Given passage.
= = = = =
Chicago residents near the announced filming locations have been largely indifferent. “Another cop show?” said Maria Gutierrez, who owns a laundromat on 18th Street in Pilsen. “We already have three of those.” She was referring to NBC’s Chicago P.D., Chicago Fire, and Chicago Med, though she acknowledged Chicago Med is “more of a hospital thing.” When informed that the new production involved Power Rangers and that her block would be dressed to resemble a street in Seattle, she asked what that would look like. She was told there would be evergreen trees, coffee shops, and signs for a fictional light rail system. “So, trees and a Starbucks,” she said. “We already have a Starbucks.” When informed that the show also involved Power Rangers, she asked if that was “the one with the dinosaurs.” It was explained that the dinosaur season was a different season. She said she didn’t mind as long as they didn’t block the street during business hours. A production representative confirmed that street closures would be coordinated with the Chicago Film Office and that affected businesses would receive advance notice. Maria said she would believe it when she saw it.
= = = = =
Supplied data.
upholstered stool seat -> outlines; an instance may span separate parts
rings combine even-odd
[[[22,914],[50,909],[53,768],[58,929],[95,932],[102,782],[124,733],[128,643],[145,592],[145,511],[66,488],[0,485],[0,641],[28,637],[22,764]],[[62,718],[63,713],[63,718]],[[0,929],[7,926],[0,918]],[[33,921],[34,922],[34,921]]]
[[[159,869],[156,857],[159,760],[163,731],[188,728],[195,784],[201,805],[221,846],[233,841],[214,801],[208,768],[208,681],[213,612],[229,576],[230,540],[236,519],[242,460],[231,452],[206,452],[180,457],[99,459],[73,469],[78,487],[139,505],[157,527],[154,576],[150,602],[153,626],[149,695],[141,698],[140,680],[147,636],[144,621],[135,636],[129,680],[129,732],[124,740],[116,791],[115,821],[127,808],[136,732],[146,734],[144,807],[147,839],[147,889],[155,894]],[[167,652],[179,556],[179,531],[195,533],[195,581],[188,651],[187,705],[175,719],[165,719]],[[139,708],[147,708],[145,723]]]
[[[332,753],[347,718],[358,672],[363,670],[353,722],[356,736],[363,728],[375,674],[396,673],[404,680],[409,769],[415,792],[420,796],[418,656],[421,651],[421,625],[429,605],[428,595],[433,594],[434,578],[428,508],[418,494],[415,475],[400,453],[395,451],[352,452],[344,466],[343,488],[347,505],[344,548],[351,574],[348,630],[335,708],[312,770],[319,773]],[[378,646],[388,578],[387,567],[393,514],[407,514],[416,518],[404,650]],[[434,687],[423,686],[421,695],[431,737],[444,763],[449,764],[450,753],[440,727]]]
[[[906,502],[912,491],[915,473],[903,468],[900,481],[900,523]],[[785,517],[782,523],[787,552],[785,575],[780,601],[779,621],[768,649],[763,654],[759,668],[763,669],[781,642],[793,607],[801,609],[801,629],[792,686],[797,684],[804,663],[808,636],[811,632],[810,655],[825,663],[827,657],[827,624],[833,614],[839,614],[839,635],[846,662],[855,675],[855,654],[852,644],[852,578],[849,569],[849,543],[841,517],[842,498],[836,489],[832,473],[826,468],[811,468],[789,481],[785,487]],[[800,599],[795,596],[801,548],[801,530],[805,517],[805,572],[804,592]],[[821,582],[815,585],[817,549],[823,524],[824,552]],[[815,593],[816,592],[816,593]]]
= = = = =
Exercise description.
Decide whether each statement agrees with the passage about Chicago residents and the planned filming. Answer yes or no for each, and quote the deciding words from the passage. (a) Maria Gutierrez owns a laundromat on 18th Street in Pilsen. (b) Her block would be dressed to resemble a street in Portland. (c) Street closures would be coordinated with the Chicago Film Office.

Exercise result.
(a) Yes: "who owns a laundromat on 18th Street in Pilsen."
(b) No: "her block would be dressed to resemble a street in Seattle."
(c) Yes: "street closures would be coordinated with the Chicago Film Office."